At the root of the problem, is the trickling down to below the state level, of the technologies and materials of mass killing. The greatest threat of nuclear proliferation into countries with low security standards and high levels of corruption, is the far increased danger of leakage. Furthermore, states in the less developed and unstable parts of the world are ever in danger of disintegration and anarchy. When state authority collapses, and anarchy takes hold, who is to guarantee the country’s nuclear arsenal? Pakistan with its past sales of nuclear knowhow, and potential instability, is a much discussed case. The same obviously applies to Daesh, al-Qaida, and so forth.

Scenarios of world threatening individuals and organizations, previously reserved to fiction of the James Bond genre, suddenly become real.

Because deterrent is based on mutually assured destruction scarcely applies to terrorists the use of ultimate weapons is more likely to come from them than it is from states. Unconventional capability acquired by terrorists is usable. Indeed, once the potential exists it’s difficult to see what would stop it from materializing somewhere, sometime.

On this happy note I stop to leave us all some time for questions.

James Rogers:

Ok thank you very much Professor Gat for that interesting overview. I mean I think the evidence to show that the number of people that have died during wars going all the way back into kind of classical times relative to the population is generally irrefutable. I guess if I might start off by asking you 2 questions which I think you alluded to.

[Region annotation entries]
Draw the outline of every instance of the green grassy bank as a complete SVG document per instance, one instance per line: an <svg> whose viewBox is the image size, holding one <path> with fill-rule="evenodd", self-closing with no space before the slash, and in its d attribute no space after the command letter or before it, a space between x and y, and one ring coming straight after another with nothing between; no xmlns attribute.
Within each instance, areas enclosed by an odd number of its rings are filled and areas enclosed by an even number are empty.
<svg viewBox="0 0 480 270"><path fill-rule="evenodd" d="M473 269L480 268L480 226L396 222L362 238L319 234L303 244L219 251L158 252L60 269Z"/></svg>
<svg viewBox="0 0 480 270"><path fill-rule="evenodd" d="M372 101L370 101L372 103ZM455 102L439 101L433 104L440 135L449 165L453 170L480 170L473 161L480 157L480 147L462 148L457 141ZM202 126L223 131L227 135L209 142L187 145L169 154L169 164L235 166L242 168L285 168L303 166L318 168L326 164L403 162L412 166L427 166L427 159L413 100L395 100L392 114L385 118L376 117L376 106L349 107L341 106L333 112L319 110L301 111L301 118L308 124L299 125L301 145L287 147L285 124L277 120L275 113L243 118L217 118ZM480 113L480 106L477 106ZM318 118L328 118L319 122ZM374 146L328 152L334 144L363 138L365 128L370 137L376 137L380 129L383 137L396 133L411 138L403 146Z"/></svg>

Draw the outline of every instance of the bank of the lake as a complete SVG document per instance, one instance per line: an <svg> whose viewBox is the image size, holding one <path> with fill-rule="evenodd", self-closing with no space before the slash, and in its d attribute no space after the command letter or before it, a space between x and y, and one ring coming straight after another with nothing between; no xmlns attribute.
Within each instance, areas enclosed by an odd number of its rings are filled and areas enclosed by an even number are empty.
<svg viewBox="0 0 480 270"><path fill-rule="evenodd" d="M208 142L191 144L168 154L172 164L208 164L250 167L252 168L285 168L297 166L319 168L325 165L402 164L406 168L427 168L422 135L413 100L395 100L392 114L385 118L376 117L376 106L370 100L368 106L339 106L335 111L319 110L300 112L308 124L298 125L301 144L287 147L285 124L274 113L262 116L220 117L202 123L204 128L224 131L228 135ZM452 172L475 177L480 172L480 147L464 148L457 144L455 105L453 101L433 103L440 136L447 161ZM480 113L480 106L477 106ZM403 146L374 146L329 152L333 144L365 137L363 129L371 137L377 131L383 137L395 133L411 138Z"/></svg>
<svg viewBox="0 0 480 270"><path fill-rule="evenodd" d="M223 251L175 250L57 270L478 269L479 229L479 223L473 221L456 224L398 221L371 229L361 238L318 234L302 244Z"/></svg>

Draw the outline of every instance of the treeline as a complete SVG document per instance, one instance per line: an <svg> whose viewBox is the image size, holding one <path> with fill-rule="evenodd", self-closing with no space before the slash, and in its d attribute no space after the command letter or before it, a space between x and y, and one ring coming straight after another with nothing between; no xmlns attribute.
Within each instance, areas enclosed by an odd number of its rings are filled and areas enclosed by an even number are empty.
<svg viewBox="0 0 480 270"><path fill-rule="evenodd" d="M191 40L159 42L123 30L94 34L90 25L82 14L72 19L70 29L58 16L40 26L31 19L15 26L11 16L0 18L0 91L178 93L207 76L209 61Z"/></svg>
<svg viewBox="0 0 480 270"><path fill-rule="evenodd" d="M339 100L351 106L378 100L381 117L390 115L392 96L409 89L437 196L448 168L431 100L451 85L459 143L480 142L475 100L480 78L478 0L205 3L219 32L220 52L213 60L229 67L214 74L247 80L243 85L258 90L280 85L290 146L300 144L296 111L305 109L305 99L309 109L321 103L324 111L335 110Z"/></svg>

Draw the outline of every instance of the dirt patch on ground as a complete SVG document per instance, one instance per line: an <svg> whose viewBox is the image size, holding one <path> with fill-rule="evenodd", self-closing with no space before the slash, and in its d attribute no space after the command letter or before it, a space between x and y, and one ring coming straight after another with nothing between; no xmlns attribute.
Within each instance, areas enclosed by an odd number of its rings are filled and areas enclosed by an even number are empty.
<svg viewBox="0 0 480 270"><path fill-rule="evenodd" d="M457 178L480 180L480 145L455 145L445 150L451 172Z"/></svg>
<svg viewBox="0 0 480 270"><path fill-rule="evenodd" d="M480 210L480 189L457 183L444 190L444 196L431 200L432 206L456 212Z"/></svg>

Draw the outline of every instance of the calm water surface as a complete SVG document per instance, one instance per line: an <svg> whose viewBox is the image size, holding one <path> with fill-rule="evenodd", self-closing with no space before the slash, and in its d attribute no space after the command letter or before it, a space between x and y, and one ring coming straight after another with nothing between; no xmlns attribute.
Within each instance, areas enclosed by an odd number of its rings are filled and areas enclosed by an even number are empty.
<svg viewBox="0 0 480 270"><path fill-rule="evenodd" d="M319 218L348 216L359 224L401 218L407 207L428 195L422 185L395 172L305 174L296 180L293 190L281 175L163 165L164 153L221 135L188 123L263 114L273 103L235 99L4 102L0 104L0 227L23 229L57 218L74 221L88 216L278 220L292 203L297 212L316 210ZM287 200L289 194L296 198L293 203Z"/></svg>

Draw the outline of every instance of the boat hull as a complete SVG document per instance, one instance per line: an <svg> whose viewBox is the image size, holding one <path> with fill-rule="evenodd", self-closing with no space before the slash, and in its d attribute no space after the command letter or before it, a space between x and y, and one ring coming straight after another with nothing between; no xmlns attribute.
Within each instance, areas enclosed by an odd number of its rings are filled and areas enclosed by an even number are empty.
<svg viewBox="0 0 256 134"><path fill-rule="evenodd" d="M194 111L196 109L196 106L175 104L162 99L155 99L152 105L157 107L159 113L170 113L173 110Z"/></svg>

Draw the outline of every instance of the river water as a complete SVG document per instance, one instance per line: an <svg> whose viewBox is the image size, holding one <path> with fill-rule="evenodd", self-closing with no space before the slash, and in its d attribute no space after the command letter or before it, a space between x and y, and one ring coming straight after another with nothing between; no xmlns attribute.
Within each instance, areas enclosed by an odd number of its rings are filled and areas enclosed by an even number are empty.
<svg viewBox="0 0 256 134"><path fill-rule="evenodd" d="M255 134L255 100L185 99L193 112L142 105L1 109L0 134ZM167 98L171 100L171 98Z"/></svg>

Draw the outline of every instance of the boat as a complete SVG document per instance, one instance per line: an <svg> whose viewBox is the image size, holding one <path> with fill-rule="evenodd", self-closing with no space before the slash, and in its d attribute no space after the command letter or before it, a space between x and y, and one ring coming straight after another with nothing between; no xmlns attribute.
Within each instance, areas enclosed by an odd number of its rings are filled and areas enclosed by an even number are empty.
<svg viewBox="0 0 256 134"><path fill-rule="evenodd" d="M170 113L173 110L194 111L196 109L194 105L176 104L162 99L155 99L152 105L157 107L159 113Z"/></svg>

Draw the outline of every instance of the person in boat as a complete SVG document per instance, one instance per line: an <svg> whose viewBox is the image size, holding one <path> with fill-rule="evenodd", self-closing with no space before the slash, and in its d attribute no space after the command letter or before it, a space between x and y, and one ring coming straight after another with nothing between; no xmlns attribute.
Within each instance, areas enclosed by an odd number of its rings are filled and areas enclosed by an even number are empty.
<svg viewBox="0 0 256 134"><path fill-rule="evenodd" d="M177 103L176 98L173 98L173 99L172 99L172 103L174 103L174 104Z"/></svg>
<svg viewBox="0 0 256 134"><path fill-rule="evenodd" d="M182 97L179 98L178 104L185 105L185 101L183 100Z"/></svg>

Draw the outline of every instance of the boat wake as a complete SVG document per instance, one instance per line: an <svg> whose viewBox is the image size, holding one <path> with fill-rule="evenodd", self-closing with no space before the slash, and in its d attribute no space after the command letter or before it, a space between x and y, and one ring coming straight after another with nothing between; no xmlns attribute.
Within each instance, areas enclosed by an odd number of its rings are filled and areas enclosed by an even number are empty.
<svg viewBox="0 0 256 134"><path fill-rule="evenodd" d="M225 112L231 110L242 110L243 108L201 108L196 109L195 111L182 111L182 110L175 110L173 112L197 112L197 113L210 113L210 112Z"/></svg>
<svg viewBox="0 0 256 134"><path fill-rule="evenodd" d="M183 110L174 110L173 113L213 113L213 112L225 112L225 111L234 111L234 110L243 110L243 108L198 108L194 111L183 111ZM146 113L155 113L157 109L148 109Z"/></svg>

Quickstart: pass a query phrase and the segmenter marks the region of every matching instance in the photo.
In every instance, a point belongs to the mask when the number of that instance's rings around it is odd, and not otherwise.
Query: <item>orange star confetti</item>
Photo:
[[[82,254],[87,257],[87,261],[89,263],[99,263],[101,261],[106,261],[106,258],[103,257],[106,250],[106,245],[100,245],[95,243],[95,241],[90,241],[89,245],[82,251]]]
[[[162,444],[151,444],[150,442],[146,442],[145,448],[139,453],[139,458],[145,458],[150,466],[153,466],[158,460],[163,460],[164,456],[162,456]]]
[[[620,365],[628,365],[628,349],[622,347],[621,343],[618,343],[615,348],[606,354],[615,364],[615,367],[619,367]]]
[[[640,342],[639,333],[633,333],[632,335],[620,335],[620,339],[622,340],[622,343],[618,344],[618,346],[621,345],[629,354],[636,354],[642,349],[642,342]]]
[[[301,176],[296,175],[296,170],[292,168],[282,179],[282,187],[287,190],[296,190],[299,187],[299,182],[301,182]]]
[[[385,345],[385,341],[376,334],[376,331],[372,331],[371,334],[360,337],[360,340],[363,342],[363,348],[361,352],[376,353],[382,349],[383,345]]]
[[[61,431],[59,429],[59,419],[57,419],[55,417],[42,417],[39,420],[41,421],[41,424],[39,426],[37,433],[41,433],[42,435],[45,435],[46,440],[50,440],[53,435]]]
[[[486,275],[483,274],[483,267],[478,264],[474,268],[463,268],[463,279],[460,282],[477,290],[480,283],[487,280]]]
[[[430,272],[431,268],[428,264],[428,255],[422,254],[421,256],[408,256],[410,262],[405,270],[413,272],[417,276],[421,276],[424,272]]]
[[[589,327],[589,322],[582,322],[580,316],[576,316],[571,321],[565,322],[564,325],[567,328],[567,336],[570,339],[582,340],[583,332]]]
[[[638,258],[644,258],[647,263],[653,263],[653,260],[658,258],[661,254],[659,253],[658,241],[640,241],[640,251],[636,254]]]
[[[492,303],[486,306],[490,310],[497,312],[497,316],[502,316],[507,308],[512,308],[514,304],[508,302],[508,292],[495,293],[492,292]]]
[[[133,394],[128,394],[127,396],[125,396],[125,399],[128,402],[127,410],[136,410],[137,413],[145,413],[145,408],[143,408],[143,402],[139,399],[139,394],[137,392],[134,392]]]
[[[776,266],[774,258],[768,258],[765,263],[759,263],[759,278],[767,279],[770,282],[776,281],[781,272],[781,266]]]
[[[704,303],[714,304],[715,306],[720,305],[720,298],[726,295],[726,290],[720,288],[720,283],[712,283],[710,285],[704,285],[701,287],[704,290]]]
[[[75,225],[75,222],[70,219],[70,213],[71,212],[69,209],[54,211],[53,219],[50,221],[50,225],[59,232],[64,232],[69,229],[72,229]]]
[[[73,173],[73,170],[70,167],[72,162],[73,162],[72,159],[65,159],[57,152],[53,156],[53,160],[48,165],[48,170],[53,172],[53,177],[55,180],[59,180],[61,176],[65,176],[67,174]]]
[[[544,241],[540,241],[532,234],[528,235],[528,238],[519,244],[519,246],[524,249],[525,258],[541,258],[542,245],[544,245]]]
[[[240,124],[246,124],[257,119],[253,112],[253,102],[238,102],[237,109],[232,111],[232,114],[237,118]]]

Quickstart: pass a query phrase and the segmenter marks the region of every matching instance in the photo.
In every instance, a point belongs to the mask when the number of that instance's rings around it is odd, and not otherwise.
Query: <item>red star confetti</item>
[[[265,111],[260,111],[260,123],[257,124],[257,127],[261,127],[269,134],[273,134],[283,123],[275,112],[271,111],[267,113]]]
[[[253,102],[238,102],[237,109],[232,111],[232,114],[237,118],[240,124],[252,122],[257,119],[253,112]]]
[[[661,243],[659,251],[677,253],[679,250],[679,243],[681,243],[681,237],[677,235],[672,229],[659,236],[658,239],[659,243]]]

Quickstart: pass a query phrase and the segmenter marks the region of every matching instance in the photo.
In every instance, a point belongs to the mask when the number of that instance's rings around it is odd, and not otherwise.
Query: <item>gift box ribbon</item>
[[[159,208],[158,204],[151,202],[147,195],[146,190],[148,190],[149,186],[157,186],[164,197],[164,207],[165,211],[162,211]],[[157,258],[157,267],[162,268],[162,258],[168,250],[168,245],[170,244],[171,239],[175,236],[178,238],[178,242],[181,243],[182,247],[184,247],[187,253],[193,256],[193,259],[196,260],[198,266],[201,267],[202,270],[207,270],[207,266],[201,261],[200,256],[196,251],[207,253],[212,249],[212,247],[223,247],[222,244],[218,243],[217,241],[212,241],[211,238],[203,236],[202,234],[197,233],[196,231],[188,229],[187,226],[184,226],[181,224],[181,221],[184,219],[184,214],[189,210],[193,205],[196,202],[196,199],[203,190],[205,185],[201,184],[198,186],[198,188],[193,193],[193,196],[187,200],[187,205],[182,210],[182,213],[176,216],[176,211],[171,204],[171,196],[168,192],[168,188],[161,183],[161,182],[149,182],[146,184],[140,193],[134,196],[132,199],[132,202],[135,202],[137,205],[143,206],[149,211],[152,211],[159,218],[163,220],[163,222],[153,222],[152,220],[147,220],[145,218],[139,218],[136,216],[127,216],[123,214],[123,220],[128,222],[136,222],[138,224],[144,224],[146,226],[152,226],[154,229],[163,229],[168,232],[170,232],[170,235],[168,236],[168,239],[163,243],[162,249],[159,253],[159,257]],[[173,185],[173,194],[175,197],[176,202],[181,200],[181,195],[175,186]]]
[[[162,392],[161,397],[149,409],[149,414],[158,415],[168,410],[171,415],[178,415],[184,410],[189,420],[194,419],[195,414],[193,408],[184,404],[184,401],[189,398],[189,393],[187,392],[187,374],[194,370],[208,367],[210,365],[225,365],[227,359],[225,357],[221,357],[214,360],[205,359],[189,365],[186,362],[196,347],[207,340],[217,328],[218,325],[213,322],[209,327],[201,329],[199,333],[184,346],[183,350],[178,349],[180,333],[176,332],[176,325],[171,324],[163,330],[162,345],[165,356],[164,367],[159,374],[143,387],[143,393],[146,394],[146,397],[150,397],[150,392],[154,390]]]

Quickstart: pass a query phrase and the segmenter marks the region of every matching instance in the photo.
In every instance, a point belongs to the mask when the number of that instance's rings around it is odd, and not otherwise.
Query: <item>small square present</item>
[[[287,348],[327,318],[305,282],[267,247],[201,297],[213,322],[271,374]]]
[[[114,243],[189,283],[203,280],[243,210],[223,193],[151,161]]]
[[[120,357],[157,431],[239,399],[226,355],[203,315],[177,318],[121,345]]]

| Direction |
Copy the passage on nuclear proliferation word for word, starting with "Because deterrent is" and going on through "you alluded to.". The items above stand apart from the passage on nuclear proliferation and are separate material.

| Output for this task |
Because deterrent is based on mutually assured destruction scarcely applies to terrorists the use of ultimate weapons is more likely to come from them than it is from states. Unconventional capability acquired by terrorists is usable. Indeed, once the potential exists it’s difficult to see what would stop it from materializing somewhere, sometime.

On this happy note I stop to leave us all some time for questions.

James Rogers:

Ok thank you very much Professor Gat for that interesting overview. I mean I think the evidence to show that the number of people that have died during wars going all the way back into kind of classical times relative to the population is generally irrefutable. I guess if I might start off by asking you 2 questions which I think you alluded to.